PASSAGE FOR REVIEW START
Sturgeon
River Watershed Work
Could be the Start of Something Big
by John Gagnon

Assistant Professor David
Watkins (right) with graduate student Charles Ramos, testing a flow meter in
the Pilgrim River.
Water courses spread across
the landscape like wrinkles on an old face. Brooks make streams, streams make
rivers, and rivers make lakes. All of them are linked; a raindrop in the
headwaters is felt in the delta. No one knows that better than Michigan Tech’s
David Watkins, a water resources engineer who has been working on a trout
stream in Upper Michigan. He is helping the Sturgeon and Otter River Watershed
Council, a citizen group, to plan and develop a watershed management plan for
the Sturgeon River. The Otter is a branch of the Sturgeon.
With funding from the
Environmental Protection Agency, Watkins is providing four informational
sessions and workshops over a six-month period. The purpose of the outreach is
to encourage discourse among people. Watkins calls them “stakeholders” with
wide perspectives.
The first session covered
hydrologic processes in general and stream restoration in particular. The
second session addressed soil erosion and economic issues, including
instructions on how landowners can get permits, and possibly funding, to do
restoration, such as stream bank stabilization, on private lands. The next session will focus on the fishery.
The last session will demonstrate the hydrologic effects of various land-use
scenarios. The key to it all, Watkins
says, is the realization that land use invariably affects the water resource.
"We cannot separate those two things," he says.
PASSAGE FOR REVIEW END
SUPPLIED INFORMATION START
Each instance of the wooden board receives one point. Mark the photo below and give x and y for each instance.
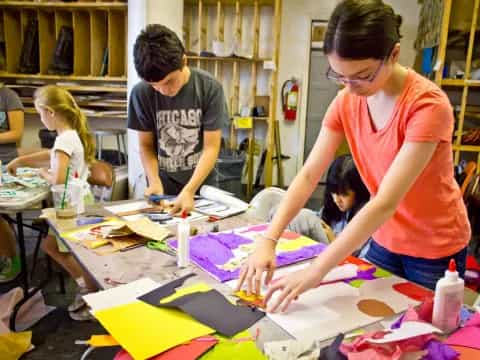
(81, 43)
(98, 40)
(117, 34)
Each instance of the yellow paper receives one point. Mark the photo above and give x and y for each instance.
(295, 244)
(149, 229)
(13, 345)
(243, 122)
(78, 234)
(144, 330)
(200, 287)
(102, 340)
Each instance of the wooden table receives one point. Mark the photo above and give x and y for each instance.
SUPPLIED INFORMATION END
SUPPLIED INFORMATION START
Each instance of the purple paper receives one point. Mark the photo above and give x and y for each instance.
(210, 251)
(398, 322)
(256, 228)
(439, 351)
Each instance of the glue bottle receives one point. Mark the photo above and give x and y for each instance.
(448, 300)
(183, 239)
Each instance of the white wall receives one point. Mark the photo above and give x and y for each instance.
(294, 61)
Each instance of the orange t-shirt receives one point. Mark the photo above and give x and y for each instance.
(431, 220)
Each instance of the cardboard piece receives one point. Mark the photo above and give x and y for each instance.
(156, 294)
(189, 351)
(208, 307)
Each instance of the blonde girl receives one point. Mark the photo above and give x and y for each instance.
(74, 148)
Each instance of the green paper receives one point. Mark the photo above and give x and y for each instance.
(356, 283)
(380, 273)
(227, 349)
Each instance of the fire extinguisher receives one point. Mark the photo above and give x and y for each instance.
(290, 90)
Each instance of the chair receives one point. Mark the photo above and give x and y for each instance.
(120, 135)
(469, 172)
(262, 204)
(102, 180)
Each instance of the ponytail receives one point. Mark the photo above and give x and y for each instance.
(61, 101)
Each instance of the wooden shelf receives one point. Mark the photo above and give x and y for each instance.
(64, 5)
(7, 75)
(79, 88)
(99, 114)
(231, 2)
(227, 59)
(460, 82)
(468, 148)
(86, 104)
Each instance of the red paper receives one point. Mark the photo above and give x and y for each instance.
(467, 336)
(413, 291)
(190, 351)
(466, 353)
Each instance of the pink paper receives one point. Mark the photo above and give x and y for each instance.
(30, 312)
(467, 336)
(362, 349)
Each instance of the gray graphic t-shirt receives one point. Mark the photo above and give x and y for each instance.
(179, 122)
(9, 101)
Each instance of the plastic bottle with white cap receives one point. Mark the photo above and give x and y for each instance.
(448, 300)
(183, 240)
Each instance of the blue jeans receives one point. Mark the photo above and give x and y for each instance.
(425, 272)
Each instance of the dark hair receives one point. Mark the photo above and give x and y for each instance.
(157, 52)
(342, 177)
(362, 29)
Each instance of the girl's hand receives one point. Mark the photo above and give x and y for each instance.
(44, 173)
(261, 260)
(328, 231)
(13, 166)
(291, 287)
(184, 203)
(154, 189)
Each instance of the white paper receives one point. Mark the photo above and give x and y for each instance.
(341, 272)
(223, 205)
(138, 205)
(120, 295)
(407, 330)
SUPPLIED INFORMATION END
PROBLEMS AND TASKS:
A. Answer each of these from the article about Sturgeon River watershed work:
(i) What relation does the Otter have to the Sturgeon?
(ii) Which agency funds the sessions and workshops Watkins is providing?
(iii) What will the last session demonstrate?
B. Extend the article about Sturgeon River watershed work, picking up after its final sentence.
The records have no connection to the article about Sturgeon River watershed work.

ANSWERS TO THE EXERCISE:
A.
(i) The Otter is a branch of the Sturgeon.
(ii) The Environmental Protection Agency.
(iii) The hydrologic effects of various land-use scenarios.

B.
Using computer models and
other information technology, Watkins simulates both the conditions in the
watershed and the outcomes of various management alternatives (that is, how
changes in the land use
can impact the drainage). He also addresses how a holistic view‹rather
than narrow interests‹can balance a range of watershed objectives, including
recreation, aesthetics, the fishery, timber management, wildlife management,
and farming. One example of that
interdependence: Certain logging practices may increase runoff; more runoff
increases erosion; erosion increases sedimentation; more sediment covers the
gravel stream beds that fish need to spawn.
The work on the Sturgeon River
watershed could dovetail with other efforts to eventually improve watershed
planning in the entire region. To
achieve that long-term goal, Watkins says that Michigan Tech, in conjunction
with the University of Iowa and Carnegie Mellon University, has applied for
funding from the National Science Foundation to form a center that would
develop a model of the physical, chemical, and biological processes in the
entire Great Lakes basin with an eye to sustaining the resource.